**Work to complete**
Copy out every line of the records, starting with the line with "Indicate the dark" and going on through the end of the records. Raise each coordinate in the answers by 53, and leave every other number as it is.

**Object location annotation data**
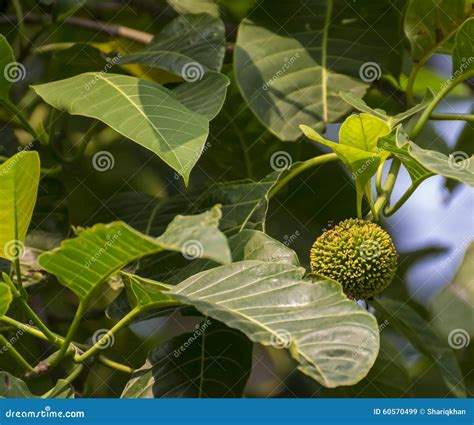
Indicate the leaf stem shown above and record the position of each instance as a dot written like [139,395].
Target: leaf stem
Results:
[317,160]
[104,339]
[425,116]
[384,198]
[14,353]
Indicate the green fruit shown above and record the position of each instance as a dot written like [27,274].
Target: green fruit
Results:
[358,254]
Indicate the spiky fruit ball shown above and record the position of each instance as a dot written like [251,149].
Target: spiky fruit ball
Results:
[358,254]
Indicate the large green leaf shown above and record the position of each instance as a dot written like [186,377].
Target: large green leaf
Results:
[19,179]
[82,263]
[425,339]
[463,53]
[5,298]
[143,111]
[428,23]
[290,71]
[458,165]
[8,67]
[12,387]
[213,361]
[333,339]
[187,46]
[452,308]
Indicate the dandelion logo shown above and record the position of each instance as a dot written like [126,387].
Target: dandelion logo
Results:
[370,71]
[103,338]
[14,249]
[103,161]
[458,338]
[458,160]
[14,72]
[281,160]
[192,72]
[281,338]
[369,250]
[192,249]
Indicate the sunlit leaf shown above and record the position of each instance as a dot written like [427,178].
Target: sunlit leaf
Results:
[290,71]
[269,302]
[213,361]
[19,179]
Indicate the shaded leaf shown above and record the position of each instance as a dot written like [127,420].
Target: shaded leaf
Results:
[427,22]
[143,111]
[187,46]
[425,339]
[5,298]
[214,361]
[452,307]
[272,305]
[290,71]
[19,179]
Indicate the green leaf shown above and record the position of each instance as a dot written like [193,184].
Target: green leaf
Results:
[84,262]
[452,307]
[5,298]
[188,46]
[272,305]
[362,131]
[458,165]
[425,339]
[463,53]
[290,71]
[255,245]
[12,387]
[7,67]
[428,22]
[19,179]
[213,361]
[397,144]
[205,96]
[195,6]
[143,111]
[363,164]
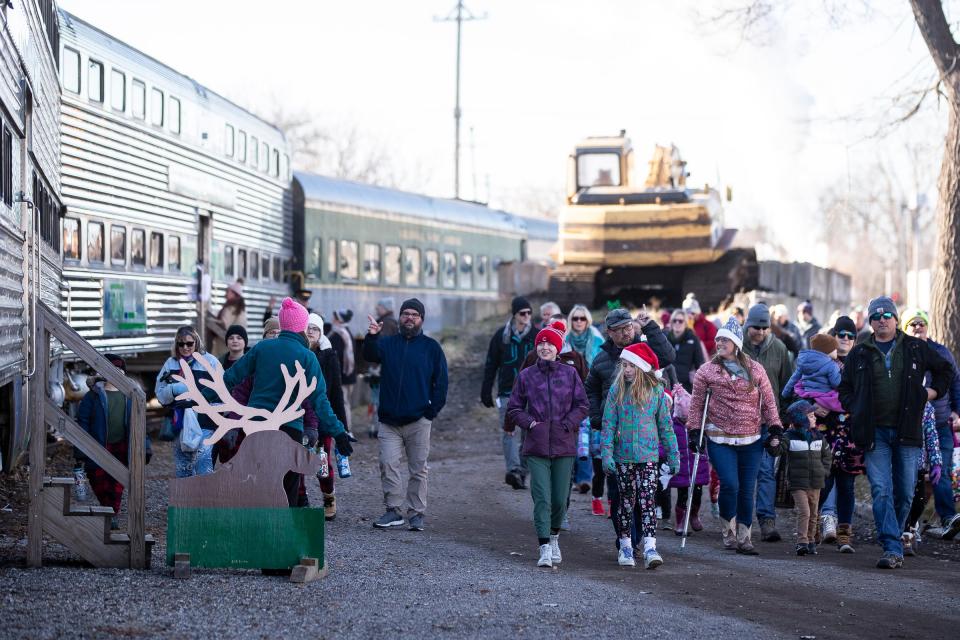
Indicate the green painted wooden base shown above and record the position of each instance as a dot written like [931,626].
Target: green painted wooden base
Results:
[258,538]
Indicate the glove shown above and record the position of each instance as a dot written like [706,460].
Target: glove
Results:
[935,472]
[609,467]
[343,444]
[693,441]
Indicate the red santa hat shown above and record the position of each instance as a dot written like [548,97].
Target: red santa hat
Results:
[552,334]
[641,356]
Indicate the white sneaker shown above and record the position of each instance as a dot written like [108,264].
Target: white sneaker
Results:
[546,556]
[555,556]
[828,527]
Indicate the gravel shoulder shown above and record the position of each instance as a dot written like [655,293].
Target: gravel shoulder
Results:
[472,573]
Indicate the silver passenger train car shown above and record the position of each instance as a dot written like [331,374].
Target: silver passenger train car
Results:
[29,201]
[172,193]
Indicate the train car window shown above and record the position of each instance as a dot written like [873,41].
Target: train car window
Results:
[241,263]
[483,267]
[173,115]
[411,266]
[277,270]
[95,241]
[448,272]
[332,259]
[173,254]
[138,252]
[138,99]
[118,245]
[70,70]
[118,90]
[156,107]
[95,80]
[431,268]
[466,271]
[349,260]
[392,267]
[71,239]
[371,262]
[241,146]
[156,250]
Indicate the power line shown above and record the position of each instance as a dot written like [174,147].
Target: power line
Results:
[459,14]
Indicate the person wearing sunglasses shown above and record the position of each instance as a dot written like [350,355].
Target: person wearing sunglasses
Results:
[508,349]
[916,322]
[188,346]
[885,387]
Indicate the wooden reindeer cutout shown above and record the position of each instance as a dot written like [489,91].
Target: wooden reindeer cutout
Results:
[285,411]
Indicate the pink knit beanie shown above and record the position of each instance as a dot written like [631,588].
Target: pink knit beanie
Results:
[293,316]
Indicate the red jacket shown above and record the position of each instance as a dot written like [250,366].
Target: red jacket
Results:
[707,332]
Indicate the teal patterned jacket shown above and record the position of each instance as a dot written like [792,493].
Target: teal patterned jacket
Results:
[633,434]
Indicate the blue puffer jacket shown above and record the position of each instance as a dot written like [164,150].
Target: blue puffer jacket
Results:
[413,378]
[950,402]
[820,373]
[92,417]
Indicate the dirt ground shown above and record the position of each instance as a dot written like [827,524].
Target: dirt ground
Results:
[472,573]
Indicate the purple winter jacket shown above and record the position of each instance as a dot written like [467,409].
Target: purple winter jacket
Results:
[682,479]
[551,394]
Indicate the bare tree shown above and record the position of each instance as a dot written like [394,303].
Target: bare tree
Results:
[755,17]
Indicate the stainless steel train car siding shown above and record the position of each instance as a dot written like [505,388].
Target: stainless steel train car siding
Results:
[361,243]
[29,198]
[161,174]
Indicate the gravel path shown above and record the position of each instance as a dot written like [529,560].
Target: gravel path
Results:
[472,573]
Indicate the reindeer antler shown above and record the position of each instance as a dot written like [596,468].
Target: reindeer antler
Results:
[282,414]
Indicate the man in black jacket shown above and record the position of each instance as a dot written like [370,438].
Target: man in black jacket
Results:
[508,348]
[622,331]
[882,387]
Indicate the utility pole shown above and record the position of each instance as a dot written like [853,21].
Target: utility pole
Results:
[459,14]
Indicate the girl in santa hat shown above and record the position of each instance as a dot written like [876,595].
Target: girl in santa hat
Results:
[636,422]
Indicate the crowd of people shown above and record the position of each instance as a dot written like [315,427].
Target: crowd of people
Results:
[758,410]
[762,411]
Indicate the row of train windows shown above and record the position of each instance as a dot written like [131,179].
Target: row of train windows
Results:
[260,155]
[160,111]
[141,253]
[252,265]
[395,265]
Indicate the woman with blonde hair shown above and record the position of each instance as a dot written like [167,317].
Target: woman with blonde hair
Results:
[637,421]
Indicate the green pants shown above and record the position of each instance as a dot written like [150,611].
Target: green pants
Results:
[549,488]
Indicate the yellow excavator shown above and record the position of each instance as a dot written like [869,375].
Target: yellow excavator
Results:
[620,239]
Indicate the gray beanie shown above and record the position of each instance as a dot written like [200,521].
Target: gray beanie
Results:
[758,316]
[882,304]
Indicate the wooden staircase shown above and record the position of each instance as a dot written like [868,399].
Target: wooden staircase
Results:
[85,530]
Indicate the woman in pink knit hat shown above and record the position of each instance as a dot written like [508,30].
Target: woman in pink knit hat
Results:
[263,362]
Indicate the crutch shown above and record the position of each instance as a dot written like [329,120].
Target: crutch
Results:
[693,471]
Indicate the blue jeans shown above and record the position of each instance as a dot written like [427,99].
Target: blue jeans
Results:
[737,468]
[943,492]
[512,444]
[839,485]
[766,484]
[196,463]
[892,471]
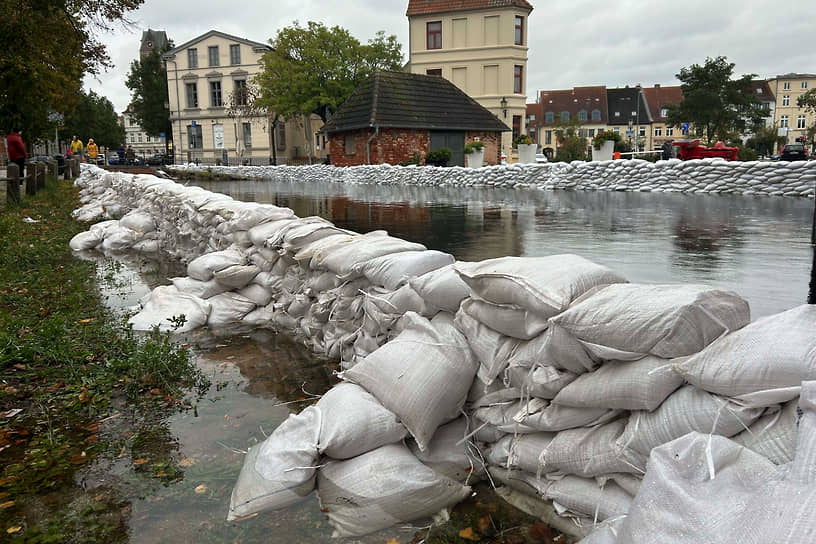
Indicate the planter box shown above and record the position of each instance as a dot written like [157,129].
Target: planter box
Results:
[527,153]
[475,159]
[605,152]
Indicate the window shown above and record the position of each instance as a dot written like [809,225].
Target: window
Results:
[434,33]
[194,137]
[192,58]
[280,137]
[192,95]
[519,36]
[517,83]
[215,94]
[247,130]
[240,93]
[212,54]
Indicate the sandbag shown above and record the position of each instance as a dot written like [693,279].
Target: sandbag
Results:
[280,471]
[423,375]
[629,321]
[544,286]
[354,422]
[381,488]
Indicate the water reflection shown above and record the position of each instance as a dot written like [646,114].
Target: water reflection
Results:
[757,247]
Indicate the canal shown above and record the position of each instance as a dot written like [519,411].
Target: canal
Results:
[758,247]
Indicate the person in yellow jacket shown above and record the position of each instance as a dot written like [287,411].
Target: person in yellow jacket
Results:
[92,150]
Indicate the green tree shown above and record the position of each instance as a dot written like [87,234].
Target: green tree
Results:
[313,70]
[148,82]
[47,46]
[94,118]
[719,107]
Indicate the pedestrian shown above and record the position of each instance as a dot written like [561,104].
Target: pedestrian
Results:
[16,150]
[77,148]
[92,150]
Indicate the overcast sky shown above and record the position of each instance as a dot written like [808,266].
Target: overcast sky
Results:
[572,42]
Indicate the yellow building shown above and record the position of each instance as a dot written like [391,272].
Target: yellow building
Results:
[480,46]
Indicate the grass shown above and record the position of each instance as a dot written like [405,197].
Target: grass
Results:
[71,374]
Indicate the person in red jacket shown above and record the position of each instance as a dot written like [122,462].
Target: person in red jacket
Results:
[16,150]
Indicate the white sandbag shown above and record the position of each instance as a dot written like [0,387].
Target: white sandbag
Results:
[777,352]
[687,409]
[279,471]
[625,385]
[201,289]
[773,435]
[585,498]
[423,375]
[237,276]
[507,319]
[490,347]
[543,285]
[354,422]
[590,451]
[228,308]
[342,258]
[381,488]
[85,240]
[451,454]
[392,271]
[166,303]
[203,268]
[664,320]
[442,288]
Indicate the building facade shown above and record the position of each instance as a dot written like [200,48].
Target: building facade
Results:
[481,47]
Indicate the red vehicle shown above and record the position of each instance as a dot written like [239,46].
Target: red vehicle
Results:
[691,149]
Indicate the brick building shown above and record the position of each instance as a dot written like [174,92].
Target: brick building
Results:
[394,116]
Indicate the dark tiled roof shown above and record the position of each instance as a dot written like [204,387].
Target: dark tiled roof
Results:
[403,100]
[658,97]
[625,101]
[573,101]
[427,7]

**Exercise response**
Indicate the dark tiled roof shown above and record the position of each instance as a dot written like [204,387].
Target: dark tiled roof
Results:
[456,153]
[711,150]
[678,154]
[626,154]
[480,60]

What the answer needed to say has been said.